[Stored entries]
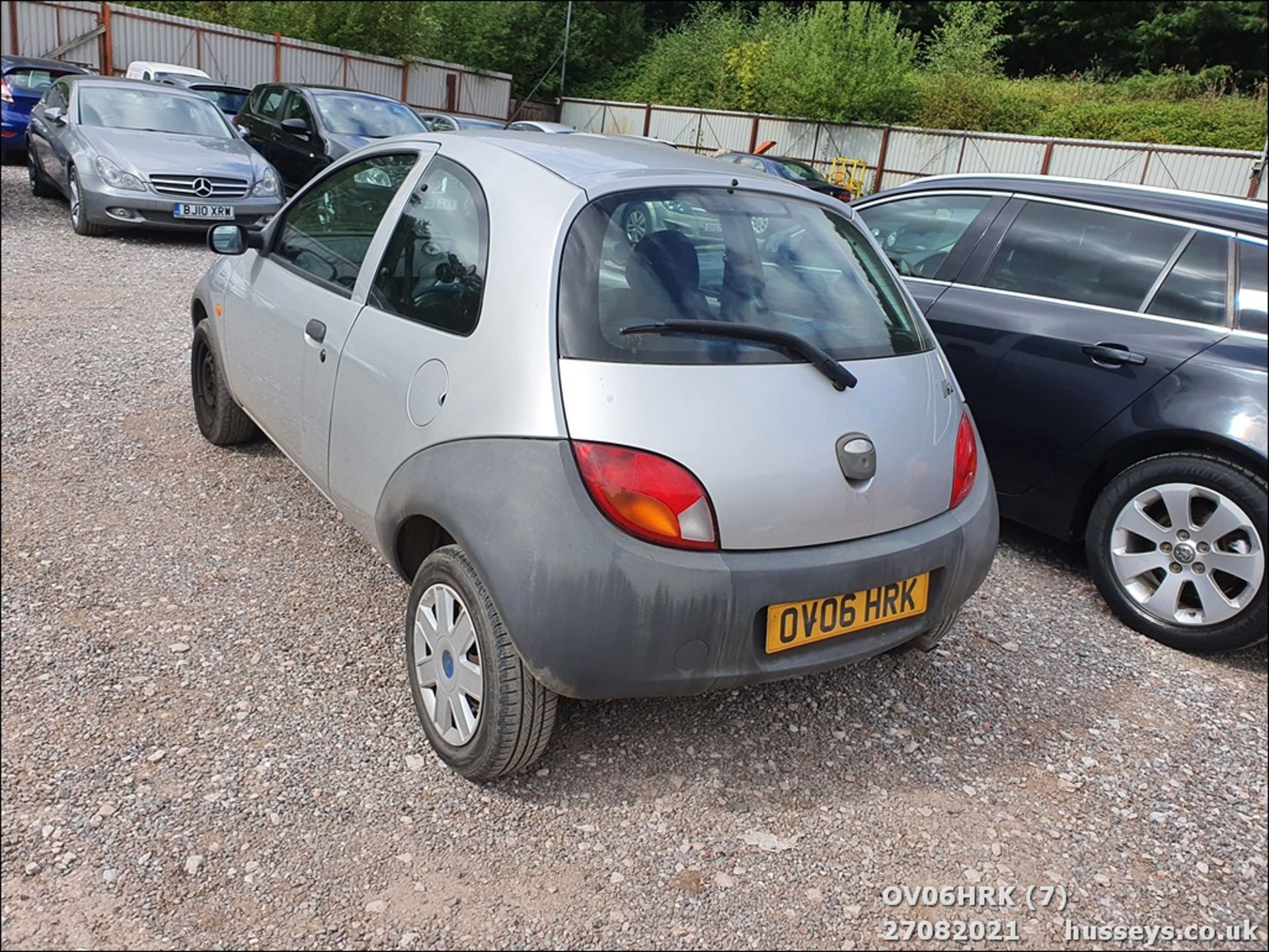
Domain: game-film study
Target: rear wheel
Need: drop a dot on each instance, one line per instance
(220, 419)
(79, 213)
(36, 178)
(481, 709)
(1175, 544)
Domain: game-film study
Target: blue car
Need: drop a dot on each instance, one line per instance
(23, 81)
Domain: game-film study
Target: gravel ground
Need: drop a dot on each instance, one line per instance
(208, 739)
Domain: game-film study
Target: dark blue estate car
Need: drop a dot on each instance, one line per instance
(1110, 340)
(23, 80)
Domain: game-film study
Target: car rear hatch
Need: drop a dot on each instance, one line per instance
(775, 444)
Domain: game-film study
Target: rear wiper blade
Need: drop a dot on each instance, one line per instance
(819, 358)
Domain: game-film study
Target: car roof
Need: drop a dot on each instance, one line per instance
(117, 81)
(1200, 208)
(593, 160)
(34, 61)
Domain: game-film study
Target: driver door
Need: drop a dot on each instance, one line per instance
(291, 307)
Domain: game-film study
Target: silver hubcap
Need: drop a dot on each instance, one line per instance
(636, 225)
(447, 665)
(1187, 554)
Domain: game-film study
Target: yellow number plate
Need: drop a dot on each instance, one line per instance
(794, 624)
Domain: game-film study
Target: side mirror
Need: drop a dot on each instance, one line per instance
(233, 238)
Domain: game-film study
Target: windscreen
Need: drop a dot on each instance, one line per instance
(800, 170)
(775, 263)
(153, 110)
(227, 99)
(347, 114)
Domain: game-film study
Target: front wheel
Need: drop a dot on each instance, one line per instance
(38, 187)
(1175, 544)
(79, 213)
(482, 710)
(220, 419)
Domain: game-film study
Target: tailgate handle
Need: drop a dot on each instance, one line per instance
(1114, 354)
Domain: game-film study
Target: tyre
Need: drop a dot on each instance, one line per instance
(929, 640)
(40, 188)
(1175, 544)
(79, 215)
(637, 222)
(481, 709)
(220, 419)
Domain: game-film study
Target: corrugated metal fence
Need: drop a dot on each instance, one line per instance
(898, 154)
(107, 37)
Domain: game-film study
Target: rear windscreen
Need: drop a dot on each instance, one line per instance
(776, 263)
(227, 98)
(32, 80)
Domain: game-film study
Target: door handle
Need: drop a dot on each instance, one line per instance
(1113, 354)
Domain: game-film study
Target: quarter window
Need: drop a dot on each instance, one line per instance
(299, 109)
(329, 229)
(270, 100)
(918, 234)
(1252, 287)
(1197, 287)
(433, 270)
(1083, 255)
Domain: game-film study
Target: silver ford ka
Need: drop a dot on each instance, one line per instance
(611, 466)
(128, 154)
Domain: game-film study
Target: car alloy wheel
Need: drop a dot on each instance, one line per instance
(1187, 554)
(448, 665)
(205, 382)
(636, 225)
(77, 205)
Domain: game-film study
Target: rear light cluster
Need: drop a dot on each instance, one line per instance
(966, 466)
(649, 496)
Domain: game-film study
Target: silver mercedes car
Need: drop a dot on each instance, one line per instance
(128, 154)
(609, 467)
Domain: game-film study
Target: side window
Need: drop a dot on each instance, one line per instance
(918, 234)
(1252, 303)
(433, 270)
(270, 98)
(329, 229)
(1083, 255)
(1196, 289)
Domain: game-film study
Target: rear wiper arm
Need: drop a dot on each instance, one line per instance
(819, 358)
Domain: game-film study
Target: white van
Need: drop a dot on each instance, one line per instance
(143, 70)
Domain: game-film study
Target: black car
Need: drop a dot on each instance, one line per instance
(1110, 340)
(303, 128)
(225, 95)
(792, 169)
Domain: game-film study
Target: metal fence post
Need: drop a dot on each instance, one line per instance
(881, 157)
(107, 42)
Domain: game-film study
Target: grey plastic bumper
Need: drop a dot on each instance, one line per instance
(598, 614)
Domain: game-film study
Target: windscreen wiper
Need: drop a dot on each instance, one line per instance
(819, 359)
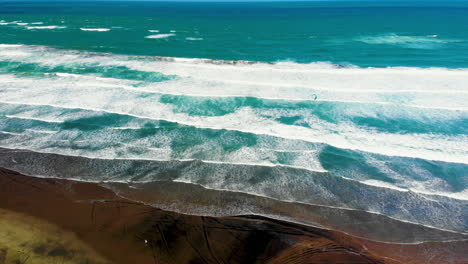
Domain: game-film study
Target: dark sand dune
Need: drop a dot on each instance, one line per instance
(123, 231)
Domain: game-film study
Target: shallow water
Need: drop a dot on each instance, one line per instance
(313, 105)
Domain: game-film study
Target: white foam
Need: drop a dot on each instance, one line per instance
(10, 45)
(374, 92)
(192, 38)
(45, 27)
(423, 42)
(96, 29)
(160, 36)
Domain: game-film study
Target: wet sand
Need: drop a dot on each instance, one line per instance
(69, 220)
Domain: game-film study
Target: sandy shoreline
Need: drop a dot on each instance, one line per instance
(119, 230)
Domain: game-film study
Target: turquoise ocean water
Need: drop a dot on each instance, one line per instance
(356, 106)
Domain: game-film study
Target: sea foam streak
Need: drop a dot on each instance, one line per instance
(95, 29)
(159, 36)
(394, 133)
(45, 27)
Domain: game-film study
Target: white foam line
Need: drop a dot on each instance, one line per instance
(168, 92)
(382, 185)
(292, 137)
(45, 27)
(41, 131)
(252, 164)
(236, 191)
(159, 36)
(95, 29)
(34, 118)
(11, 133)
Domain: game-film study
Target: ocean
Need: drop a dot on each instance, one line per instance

==

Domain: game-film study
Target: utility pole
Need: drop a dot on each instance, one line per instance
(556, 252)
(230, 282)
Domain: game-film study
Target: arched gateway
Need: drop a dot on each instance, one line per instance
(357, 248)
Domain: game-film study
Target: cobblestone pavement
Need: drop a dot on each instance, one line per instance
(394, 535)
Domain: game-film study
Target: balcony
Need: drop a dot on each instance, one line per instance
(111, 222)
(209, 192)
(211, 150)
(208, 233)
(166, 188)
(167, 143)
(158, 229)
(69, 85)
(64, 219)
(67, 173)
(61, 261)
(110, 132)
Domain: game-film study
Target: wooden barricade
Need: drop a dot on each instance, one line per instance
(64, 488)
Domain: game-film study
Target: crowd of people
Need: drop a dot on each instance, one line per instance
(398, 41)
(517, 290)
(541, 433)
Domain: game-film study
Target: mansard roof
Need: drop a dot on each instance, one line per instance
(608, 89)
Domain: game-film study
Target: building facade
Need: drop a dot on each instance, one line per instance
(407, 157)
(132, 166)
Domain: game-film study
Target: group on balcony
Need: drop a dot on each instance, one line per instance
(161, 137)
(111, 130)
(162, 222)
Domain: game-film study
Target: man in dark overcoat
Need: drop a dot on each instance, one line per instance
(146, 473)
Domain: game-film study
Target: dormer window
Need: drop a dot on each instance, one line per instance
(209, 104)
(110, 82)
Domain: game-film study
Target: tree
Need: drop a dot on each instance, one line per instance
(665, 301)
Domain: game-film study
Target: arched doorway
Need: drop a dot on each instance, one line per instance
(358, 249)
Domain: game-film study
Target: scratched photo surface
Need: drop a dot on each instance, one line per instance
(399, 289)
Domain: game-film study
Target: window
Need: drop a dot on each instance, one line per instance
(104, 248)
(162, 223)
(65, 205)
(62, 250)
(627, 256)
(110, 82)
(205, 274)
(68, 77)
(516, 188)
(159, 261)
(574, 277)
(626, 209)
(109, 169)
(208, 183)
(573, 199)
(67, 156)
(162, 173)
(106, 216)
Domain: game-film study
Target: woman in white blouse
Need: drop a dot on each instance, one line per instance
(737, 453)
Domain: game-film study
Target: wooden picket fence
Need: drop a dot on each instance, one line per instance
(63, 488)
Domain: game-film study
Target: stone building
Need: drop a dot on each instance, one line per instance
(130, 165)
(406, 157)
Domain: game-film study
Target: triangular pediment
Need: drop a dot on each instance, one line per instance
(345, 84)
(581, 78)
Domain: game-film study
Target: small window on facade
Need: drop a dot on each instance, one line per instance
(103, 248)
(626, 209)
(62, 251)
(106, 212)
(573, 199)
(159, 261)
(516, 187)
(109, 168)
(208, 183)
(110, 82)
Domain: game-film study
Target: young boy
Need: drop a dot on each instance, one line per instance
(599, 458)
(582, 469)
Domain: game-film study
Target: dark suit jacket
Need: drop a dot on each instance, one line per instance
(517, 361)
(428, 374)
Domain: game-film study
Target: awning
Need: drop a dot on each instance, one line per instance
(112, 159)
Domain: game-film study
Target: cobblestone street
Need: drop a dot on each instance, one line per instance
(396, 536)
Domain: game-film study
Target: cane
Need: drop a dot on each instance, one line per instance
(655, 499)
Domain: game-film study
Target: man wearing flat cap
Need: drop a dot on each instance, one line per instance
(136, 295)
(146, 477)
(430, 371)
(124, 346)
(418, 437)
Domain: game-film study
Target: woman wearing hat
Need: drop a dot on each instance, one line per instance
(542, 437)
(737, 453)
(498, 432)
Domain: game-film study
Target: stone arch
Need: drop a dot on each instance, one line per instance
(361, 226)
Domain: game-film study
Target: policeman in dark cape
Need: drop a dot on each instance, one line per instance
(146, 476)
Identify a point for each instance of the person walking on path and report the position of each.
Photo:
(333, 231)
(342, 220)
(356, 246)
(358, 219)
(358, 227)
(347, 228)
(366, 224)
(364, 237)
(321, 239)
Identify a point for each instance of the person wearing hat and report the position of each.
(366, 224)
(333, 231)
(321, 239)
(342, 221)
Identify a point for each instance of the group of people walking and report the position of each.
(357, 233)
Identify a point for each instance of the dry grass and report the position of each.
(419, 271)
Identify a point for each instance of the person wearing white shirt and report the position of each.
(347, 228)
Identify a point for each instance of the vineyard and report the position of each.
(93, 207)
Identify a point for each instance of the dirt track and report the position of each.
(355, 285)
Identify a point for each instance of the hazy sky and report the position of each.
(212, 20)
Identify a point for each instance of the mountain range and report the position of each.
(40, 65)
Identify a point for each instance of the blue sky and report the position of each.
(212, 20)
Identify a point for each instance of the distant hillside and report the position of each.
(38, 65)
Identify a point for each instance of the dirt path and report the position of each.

• _What you are asked to do_
Which lines above carry the string "building"? Copy those lines.

• _Task response_
Target: building facade
Target: stone building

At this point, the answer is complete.